- _Material to process_:
——
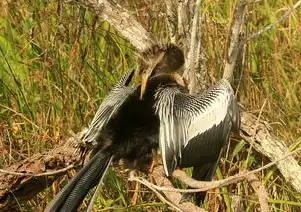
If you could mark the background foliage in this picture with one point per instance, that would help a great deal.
(58, 61)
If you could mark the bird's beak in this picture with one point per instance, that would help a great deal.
(144, 79)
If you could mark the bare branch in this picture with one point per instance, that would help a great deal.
(189, 73)
(171, 20)
(285, 15)
(234, 46)
(205, 185)
(122, 21)
(260, 191)
(272, 147)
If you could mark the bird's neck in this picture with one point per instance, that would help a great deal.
(166, 79)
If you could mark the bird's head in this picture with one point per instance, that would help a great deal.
(167, 59)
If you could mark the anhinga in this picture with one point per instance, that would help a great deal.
(124, 127)
(191, 129)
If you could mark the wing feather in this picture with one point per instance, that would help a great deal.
(110, 105)
(194, 127)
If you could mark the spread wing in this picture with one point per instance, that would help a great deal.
(110, 105)
(194, 128)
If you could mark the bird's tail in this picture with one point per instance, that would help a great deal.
(72, 195)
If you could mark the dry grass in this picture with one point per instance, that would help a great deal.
(56, 65)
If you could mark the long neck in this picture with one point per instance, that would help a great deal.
(162, 80)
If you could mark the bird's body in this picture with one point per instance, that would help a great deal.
(191, 130)
(122, 128)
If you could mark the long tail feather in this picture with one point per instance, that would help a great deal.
(72, 195)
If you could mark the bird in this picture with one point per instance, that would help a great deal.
(124, 127)
(193, 129)
(188, 130)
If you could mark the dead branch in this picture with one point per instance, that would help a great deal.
(260, 191)
(206, 185)
(175, 197)
(22, 181)
(270, 26)
(234, 43)
(193, 50)
(122, 21)
(272, 147)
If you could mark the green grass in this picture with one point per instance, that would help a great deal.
(56, 67)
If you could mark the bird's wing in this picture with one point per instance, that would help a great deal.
(110, 105)
(194, 128)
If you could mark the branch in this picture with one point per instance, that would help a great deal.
(22, 181)
(172, 197)
(208, 185)
(193, 50)
(122, 21)
(285, 15)
(272, 147)
(260, 191)
(234, 46)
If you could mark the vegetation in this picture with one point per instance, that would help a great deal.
(58, 61)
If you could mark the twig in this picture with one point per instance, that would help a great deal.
(149, 185)
(39, 174)
(286, 14)
(260, 191)
(204, 185)
(256, 126)
(189, 73)
(234, 44)
(171, 20)
(122, 21)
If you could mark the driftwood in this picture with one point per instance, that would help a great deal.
(23, 186)
(22, 181)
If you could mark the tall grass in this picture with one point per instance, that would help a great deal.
(57, 62)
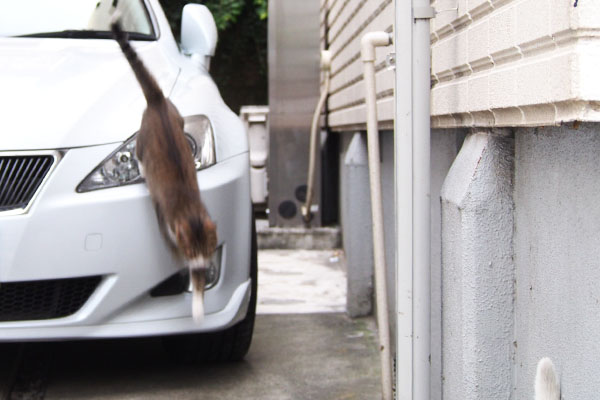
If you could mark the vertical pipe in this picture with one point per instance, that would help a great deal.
(314, 136)
(368, 43)
(412, 158)
(403, 156)
(421, 204)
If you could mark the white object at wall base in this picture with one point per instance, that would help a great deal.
(258, 185)
(516, 63)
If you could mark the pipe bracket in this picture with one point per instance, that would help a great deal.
(425, 12)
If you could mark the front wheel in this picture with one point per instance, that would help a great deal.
(231, 344)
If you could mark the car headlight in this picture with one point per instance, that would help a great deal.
(122, 167)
——
- _Do this_:
Reproduce as a numbered list the lines of the records above, from the line containing "If you could mark the pipe" through the end of the records, both ends included. Omit any blank lines.

- _Written solution_:
1. If you could mark the pipe bracket in this picture with one point per instance, that would help a great deal.
2. (425, 12)
3. If you could mark the front wheel in this picture with one point per instance, that would help a great deal.
4. (231, 344)
5. If you could mark the car headlight in this picture with one point per instance, that would help a great deal.
6. (122, 167)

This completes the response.